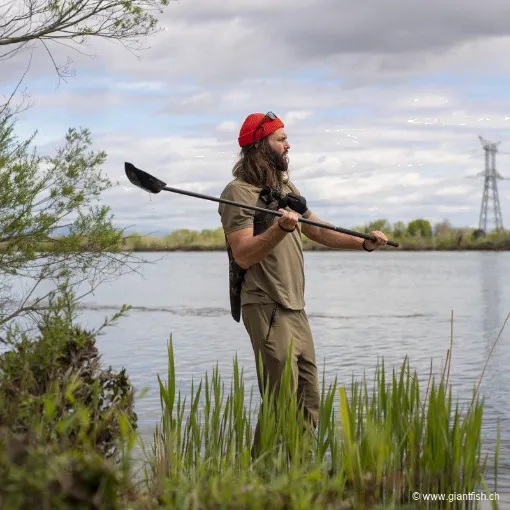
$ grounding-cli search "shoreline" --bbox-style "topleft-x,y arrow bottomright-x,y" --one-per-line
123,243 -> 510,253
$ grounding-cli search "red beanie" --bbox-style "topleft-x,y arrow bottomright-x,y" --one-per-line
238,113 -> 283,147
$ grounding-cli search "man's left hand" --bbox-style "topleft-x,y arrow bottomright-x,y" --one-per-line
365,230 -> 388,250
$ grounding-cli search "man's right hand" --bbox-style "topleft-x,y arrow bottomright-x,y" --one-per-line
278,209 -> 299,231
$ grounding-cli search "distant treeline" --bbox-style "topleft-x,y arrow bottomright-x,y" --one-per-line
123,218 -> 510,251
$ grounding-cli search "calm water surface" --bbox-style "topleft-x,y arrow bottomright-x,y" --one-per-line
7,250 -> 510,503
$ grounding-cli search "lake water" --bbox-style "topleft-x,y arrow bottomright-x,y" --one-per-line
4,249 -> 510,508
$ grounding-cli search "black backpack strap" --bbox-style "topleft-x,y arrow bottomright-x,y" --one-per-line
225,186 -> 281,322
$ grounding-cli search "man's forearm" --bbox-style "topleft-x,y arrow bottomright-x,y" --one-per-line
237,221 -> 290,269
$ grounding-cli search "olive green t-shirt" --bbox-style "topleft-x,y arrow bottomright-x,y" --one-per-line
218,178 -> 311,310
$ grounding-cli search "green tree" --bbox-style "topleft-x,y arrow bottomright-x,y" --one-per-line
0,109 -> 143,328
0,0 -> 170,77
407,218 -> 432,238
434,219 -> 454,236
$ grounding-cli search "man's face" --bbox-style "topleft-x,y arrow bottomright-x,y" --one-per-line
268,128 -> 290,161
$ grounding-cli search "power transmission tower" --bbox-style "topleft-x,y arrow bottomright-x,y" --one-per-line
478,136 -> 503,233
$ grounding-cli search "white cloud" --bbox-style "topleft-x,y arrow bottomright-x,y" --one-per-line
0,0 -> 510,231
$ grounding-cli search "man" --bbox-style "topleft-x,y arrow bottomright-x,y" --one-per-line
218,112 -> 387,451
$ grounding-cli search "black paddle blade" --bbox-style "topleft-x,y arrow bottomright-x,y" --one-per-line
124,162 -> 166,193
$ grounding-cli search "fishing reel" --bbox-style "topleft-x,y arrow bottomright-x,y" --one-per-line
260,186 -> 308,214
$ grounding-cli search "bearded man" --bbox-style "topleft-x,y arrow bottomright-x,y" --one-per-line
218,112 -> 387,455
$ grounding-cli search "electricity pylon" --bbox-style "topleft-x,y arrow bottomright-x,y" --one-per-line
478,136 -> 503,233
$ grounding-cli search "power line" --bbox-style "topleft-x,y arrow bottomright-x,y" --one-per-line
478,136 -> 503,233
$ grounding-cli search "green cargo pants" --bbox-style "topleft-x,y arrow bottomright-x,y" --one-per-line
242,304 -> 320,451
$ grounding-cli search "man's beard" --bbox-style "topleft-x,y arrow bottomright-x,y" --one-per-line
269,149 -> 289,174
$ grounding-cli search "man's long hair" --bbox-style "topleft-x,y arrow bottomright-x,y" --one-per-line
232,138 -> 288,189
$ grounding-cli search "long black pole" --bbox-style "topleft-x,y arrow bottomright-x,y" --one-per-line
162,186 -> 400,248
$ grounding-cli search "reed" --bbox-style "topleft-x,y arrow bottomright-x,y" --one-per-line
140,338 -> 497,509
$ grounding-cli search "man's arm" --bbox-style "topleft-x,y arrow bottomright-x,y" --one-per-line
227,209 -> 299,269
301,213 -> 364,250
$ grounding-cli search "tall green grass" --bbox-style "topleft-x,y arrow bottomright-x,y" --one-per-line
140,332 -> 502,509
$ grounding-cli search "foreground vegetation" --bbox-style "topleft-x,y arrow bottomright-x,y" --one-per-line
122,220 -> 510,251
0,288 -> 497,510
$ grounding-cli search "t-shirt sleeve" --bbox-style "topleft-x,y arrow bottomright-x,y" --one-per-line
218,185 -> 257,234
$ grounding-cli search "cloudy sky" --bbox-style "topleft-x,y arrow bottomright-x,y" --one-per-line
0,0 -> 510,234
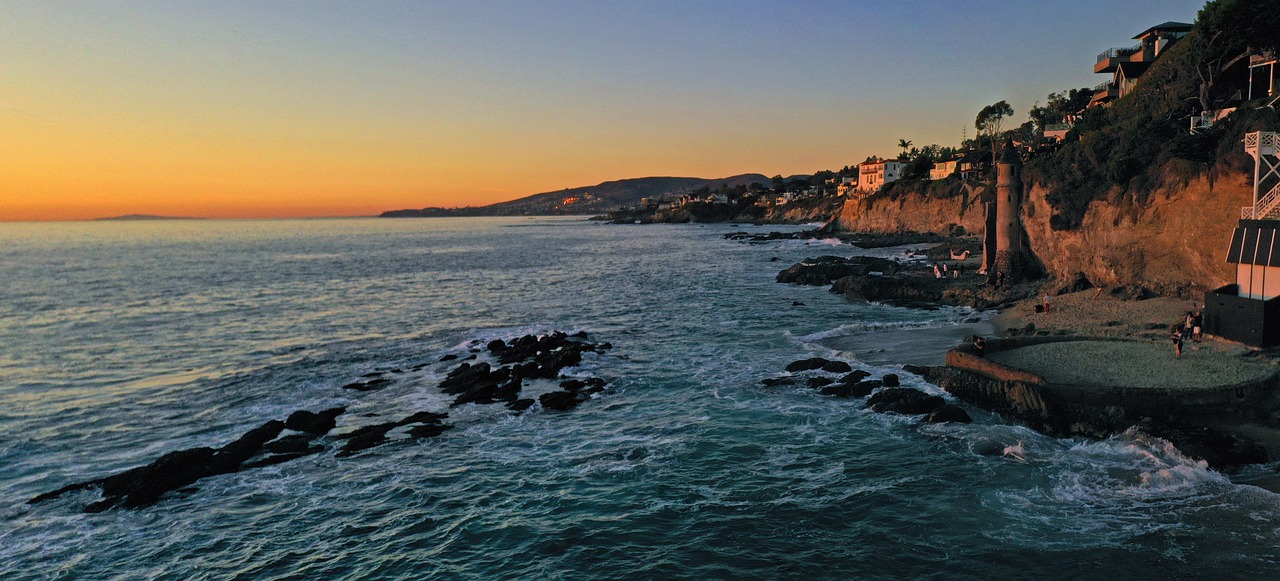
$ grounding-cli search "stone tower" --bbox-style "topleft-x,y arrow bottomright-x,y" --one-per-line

--------

INSTRUCTIONS TO FOLLOW
Collect every line above that contains the string "shirt" and copy each one in full.

ANSWER TO THIS PROBLEM
$ grounding-cli search "olive green t-shirt" --bbox-style "topleft-x,y arrow bottomright-x,y" --one-per-line
$ grounding-cli search "t-shirt sleeve" --bbox-style "topleft-x,y arrow bottomright-x,y" --one-per-line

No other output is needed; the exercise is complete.